TASK TO CARRY OUT » Repeat the data below exactly, dropping any pictures it holds.

Named-object pointing records
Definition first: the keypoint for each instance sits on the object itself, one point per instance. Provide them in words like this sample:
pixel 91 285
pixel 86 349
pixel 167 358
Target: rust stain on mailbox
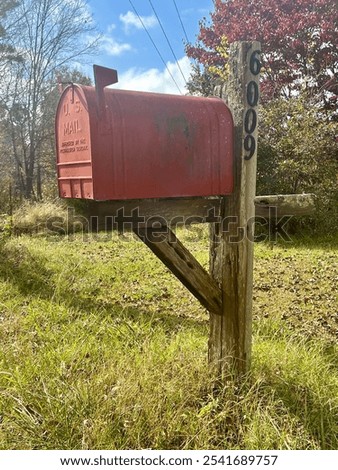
pixel 116 144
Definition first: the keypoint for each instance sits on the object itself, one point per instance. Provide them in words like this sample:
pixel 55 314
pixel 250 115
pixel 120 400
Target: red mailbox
pixel 115 144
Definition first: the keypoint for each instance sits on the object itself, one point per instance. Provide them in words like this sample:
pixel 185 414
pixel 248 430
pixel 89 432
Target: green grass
pixel 102 348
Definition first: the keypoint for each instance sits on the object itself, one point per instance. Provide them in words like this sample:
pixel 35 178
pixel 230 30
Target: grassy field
pixel 102 348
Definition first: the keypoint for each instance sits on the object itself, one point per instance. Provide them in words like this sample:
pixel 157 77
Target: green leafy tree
pixel 50 34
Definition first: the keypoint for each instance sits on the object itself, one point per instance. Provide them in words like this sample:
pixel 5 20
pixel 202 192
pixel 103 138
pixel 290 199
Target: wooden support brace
pixel 167 247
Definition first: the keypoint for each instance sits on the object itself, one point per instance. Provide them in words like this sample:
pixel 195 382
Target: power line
pixel 153 43
pixel 165 35
pixel 180 18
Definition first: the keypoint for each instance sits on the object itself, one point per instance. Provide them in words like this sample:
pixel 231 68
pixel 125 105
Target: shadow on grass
pixel 30 275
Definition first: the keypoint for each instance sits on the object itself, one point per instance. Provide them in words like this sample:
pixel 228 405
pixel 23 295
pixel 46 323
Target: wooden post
pixel 231 242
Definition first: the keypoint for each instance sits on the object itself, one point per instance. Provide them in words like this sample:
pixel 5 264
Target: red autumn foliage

WRITTEN SOLUTION »
Definition first: the keypoint for each instance sits on the object itself, one point per instance. Provide them in words like this sample:
pixel 91 285
pixel 86 349
pixel 167 358
Target: rust stain on mailbox
pixel 116 144
Definition first: the keypoint for each instance sits on the object itself, one point per instance. Provide them in words like this sample:
pixel 55 314
pixel 250 115
pixel 120 400
Target: red mailbox
pixel 115 144
Definition first: the keypoint for each instance sits on the object itself, one point per instance. Provide them in words like this sample:
pixel 185 414
pixel 248 430
pixel 89 432
Target: green grass
pixel 102 348
Definition first: the keypoint for each instance sits on the object itself, one point per instance. Provide them in words like this sample:
pixel 35 178
pixel 230 30
Target: grassy field
pixel 102 348
Definition first: the keypoint for each instance sits on the object itself, one point per instance. Provide them in words like this sample:
pixel 157 77
Target: green leafy tree
pixel 50 34
Definition first: the keypoint for each instance sits on the object itself, one point per instance. Provide them in words like this sample:
pixel 5 20
pixel 202 192
pixel 103 138
pixel 290 199
Target: wooden support brace
pixel 167 247
Definition first: the keypoint for each instance sits on the object itself, one point per instance. Provide them in words like this sample:
pixel 195 382
Target: power line
pixel 153 43
pixel 165 35
pixel 180 18
Definition first: the keypoint for each instance sits on the object itself, one point per instance. Provide them in words like this sample:
pixel 231 68
pixel 125 105
Target: shadow on grass
pixel 30 275
Definition first: the keypoint for each instance sits on the object itself, one point per instance. Provide them in words like this sample:
pixel 228 405
pixel 23 295
pixel 46 323
Target: wooden post
pixel 231 242
Definition first: the keypoint for each instance sits on the object itself, one point per instance. Provide them in words like this sample:
pixel 5 264
Target: red autumn foliage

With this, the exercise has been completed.